Supplied records: Begin

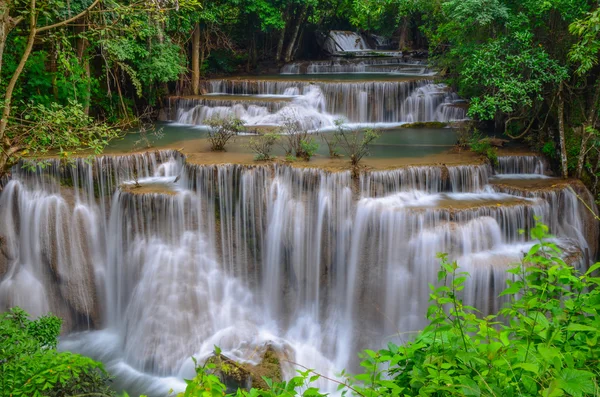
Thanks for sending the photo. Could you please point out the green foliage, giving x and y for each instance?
(62, 129)
(207, 384)
(308, 148)
(544, 342)
(584, 53)
(354, 143)
(482, 146)
(31, 366)
(546, 346)
(262, 146)
(331, 142)
(509, 74)
(222, 130)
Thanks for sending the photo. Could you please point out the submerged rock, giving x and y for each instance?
(425, 124)
(245, 375)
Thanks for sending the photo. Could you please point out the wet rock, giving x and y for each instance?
(425, 124)
(244, 375)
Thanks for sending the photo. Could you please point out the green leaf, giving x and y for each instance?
(581, 327)
(576, 382)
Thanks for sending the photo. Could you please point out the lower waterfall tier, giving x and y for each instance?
(165, 259)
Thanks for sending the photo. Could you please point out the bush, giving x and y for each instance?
(545, 343)
(295, 139)
(31, 366)
(308, 148)
(332, 144)
(262, 145)
(220, 131)
(354, 143)
(483, 147)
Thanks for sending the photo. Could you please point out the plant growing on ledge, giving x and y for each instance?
(308, 148)
(262, 146)
(331, 142)
(483, 147)
(355, 143)
(222, 130)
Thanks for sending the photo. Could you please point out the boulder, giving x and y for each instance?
(245, 375)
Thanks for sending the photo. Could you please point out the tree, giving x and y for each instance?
(584, 54)
(37, 124)
(221, 131)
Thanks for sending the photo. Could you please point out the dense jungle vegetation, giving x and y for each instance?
(76, 74)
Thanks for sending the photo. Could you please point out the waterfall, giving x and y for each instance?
(344, 41)
(158, 259)
(318, 104)
(521, 165)
(402, 66)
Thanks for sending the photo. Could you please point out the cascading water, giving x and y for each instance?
(318, 104)
(156, 259)
(344, 41)
(400, 66)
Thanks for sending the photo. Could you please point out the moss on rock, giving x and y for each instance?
(425, 124)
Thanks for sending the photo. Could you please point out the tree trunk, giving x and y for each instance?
(582, 151)
(561, 132)
(17, 73)
(295, 31)
(589, 123)
(4, 27)
(196, 60)
(281, 41)
(280, 45)
(297, 45)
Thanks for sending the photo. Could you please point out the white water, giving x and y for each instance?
(345, 41)
(393, 66)
(316, 105)
(240, 256)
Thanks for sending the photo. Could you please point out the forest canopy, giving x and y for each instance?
(528, 68)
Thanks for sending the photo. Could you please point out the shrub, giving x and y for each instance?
(354, 143)
(483, 147)
(31, 366)
(262, 146)
(220, 131)
(309, 147)
(292, 137)
(543, 343)
(332, 144)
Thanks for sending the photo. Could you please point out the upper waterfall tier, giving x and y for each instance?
(317, 104)
(401, 66)
(316, 263)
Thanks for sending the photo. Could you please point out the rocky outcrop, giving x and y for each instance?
(245, 375)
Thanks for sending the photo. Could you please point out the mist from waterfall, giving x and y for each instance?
(305, 260)
(316, 105)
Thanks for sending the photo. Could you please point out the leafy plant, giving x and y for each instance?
(332, 144)
(483, 147)
(293, 136)
(544, 343)
(354, 143)
(31, 366)
(262, 145)
(221, 131)
(309, 147)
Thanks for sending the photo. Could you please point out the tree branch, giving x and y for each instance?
(66, 21)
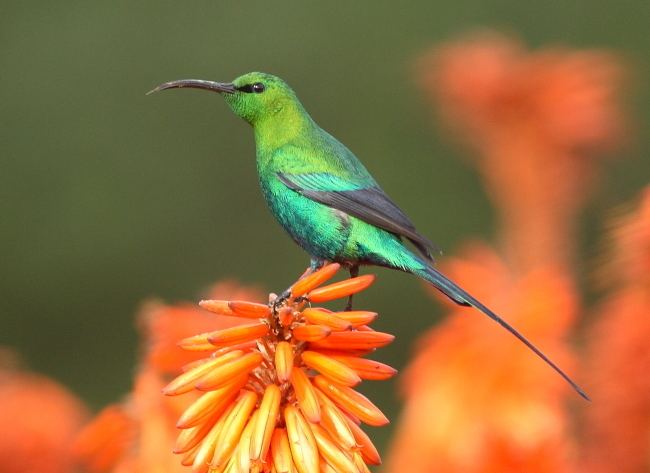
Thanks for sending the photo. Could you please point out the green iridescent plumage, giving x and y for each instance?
(324, 197)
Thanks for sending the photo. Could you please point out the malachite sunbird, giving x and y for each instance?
(323, 195)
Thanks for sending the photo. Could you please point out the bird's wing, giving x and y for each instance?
(370, 204)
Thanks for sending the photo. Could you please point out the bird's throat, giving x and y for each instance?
(278, 129)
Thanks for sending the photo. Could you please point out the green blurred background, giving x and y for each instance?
(109, 197)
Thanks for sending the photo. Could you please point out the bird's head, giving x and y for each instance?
(253, 96)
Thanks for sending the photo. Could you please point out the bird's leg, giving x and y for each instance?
(354, 272)
(314, 265)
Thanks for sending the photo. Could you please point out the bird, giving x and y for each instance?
(326, 199)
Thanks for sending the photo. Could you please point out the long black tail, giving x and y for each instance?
(460, 296)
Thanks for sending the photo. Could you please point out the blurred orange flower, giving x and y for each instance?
(617, 428)
(137, 434)
(535, 119)
(39, 418)
(277, 392)
(164, 325)
(477, 401)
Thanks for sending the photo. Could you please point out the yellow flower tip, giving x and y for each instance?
(281, 452)
(238, 334)
(266, 420)
(283, 361)
(186, 382)
(335, 422)
(306, 395)
(324, 317)
(355, 340)
(331, 452)
(301, 441)
(314, 280)
(250, 310)
(331, 368)
(232, 429)
(365, 368)
(352, 401)
(341, 289)
(364, 445)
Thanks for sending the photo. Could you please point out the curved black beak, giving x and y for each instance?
(220, 87)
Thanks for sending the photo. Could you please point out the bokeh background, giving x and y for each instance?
(110, 198)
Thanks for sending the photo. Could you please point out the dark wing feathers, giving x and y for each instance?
(370, 204)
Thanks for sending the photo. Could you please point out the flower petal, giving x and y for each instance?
(324, 317)
(209, 403)
(224, 374)
(314, 280)
(306, 395)
(250, 310)
(311, 333)
(331, 368)
(355, 340)
(266, 420)
(283, 361)
(185, 382)
(352, 401)
(341, 289)
(357, 317)
(301, 441)
(331, 452)
(367, 369)
(238, 334)
(232, 429)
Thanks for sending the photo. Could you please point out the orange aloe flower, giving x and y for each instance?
(276, 394)
(536, 119)
(39, 418)
(477, 401)
(617, 426)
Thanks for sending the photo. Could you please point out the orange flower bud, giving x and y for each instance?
(355, 340)
(367, 369)
(227, 372)
(341, 289)
(301, 441)
(311, 333)
(357, 317)
(314, 280)
(331, 368)
(325, 317)
(352, 401)
(249, 310)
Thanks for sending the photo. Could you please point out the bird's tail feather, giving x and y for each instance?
(461, 297)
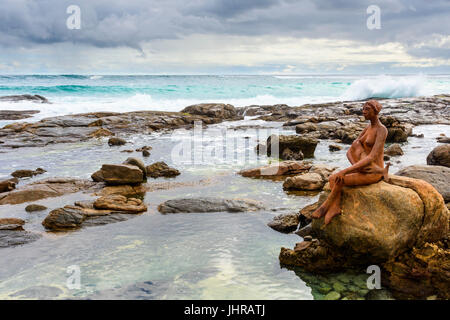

Supplied records: End

→ To do:
Produce the entries again, word for word, without any of their pictures.

→ Solution to the problem:
Thanks for sending the photo. Could you please point out the green foliage, giving x and y for each instance?
(62, 129)
(207, 384)
(308, 148)
(544, 342)
(584, 53)
(354, 143)
(482, 146)
(31, 366)
(546, 346)
(262, 146)
(331, 142)
(509, 74)
(222, 130)
Thanks for sending the photo. Could you please point out the submerged rock, giving x and y for each instance?
(425, 124)
(245, 375)
Thanks for sending the photo. Could you please point out the wet rock, giving x and y for each instance?
(425, 124)
(244, 375)
Thanks for sending the photo. Could you please point out the green leaf, giving x and y for each instance?
(581, 327)
(576, 382)
Thanks for sending the photo. Could you please point out the lower waterfall tier, giving x and y for each instance?
(165, 259)
Thanks for sending the photo. Could you please point out the bush, giving x and y for each instance?
(545, 343)
(295, 139)
(31, 366)
(308, 148)
(332, 144)
(262, 145)
(220, 131)
(354, 143)
(483, 147)
Thanks for sending the photo. Could you please point out the plant growing on ledge, giving x and y for each instance?
(308, 148)
(262, 146)
(331, 142)
(483, 147)
(355, 143)
(222, 130)
Thanks for sending the photo. Could you please point out the boulder, giving x and y for each instance?
(245, 375)
Thanks for sending the photo. Could you please point out the tree, giving x and y for each instance?
(584, 54)
(37, 124)
(221, 131)
Thanks for sending the photo. Could you please point out the dense jungle vegetation, giving x and y for each instance?
(76, 74)
Thanks for sending the photo. Could you please point out the waterfall, giving x and y for each instance?
(344, 41)
(158, 259)
(318, 104)
(521, 165)
(402, 66)
Thanks for sending the photo. Could you please point out the cascading water, giving x and y for each instance?
(318, 104)
(156, 259)
(344, 41)
(400, 66)
Thanks for sending the photo. Could you please point out the moss on rock, giving x and y for each instance?
(425, 124)
Thanks for sending the photo. Could you please point out the tree trunk, giving x and y for each instance?
(582, 151)
(561, 132)
(17, 73)
(295, 31)
(589, 123)
(4, 27)
(196, 60)
(281, 41)
(280, 45)
(297, 45)
Thanks for sending the photo. Could you please point out the white water, giving x and y for each instance?
(345, 41)
(393, 66)
(316, 105)
(240, 256)
Thanks for sending the photo. Could you please point out the forest canopy, giving x and y for each instance?
(528, 68)
Thanks for sending the photo. Could you please point out the shrub, giving x and y for each instance?
(354, 143)
(483, 147)
(31, 366)
(262, 146)
(220, 131)
(309, 147)
(292, 137)
(543, 343)
(332, 144)
Thanks for sending the photo. Could you please point out the upper waterfall tier, giving x and y for each instance?
(317, 104)
(401, 66)
(316, 263)
Thanks for sending the photo. Could you please point out the rocky outcrop, giving x and y for each instance?
(245, 375)
Thanks for sending the photo. Could you please point out the mist from waterfall, giving x and y for each instance?
(305, 260)
(316, 105)
Thanks for sending the photo. Could you please point out the leafy plant, giving x and y for each instance?
(332, 144)
(483, 147)
(293, 136)
(544, 343)
(354, 143)
(31, 366)
(262, 145)
(221, 131)
(309, 147)
Thanks for sending the photo. Could you please point out the tree branch, giving x and y for each instance?
(66, 21)
Thanks for sending the photo. Could you please point out the green iridescent plumage, giving x and y for each instance?
(324, 197)
Thanks for sending the photo. Could you please point out the malachite sunbird, giving x and y for each instance?
(323, 195)
Thanks for sending the photo. Could you please point out the bird's wing, giving x and y for each instance?
(370, 204)
Thanks for sending the photo. Could you please point out the bird's throat, giving x and y for each instance?
(278, 129)
Thanks for sending the photo. Could you please point out the green blurred background, giving x and y for each instance?
(109, 197)
Thanks for sending the photo. Could you please point out the bird's head, giving x and y for each instance?
(253, 96)
Thanks for sending the photo. Could you please point out the bird's leg, giving x and y for each instance?
(354, 272)
(314, 265)
Thanks for sending the photo. Could you please point out the bird, giving x and y for each instance?
(326, 199)
Thanks for sending the photo. Could you please point out the long black tail, giving x and y for each instance?
(460, 296)
Thanks for sending the photo. Could you please point out the blurred orange flower, giving x and y for each instance?
(617, 428)
(137, 434)
(535, 119)
(39, 418)
(277, 392)
(164, 325)
(477, 401)
Thanks for sending the photo. Could you please point out the yellow flower tip, giving x and y for each instance?
(281, 452)
(238, 334)
(266, 420)
(283, 361)
(186, 382)
(335, 422)
(306, 395)
(324, 317)
(355, 340)
(331, 452)
(301, 441)
(314, 280)
(250, 310)
(331, 368)
(232, 429)
(365, 368)
(352, 401)
(341, 289)
(364, 445)
Thanks for sending the photo. Could you please point out the curved black beak, giving x and y for each instance?
(220, 87)
Thanks for sending the photo. Could you please point out the bokeh background, giving x and y for each instance?
(110, 198)
Thanks for sending the photo. Could you please point out the dark wing feathers, giving x and y for each instance?
(370, 204)
Thanks for sending the photo. Could you please point out the flower petal, giving x and y for each instance?
(324, 317)
(209, 403)
(224, 374)
(314, 280)
(306, 395)
(250, 310)
(311, 333)
(331, 368)
(355, 340)
(266, 420)
(283, 361)
(185, 382)
(352, 401)
(341, 289)
(357, 317)
(301, 441)
(331, 452)
(367, 369)
(238, 334)
(232, 429)
Thanks for sending the photo. Could you please point out the orange aloe flower, giving x and y for each instance?
(276, 394)
(536, 119)
(39, 418)
(477, 401)
(617, 426)
Thanks for sending the photo. Could you please point out the orange flower bud, giving x and y for each instance?
(355, 340)
(367, 369)
(227, 372)
(341, 289)
(301, 441)
(311, 333)
(357, 317)
(314, 280)
(331, 368)
(325, 317)
(352, 401)
(249, 310)
Thanks for sending the photo. Could you please point out the bird's tail feather, giving x and y for each instance?
(461, 297)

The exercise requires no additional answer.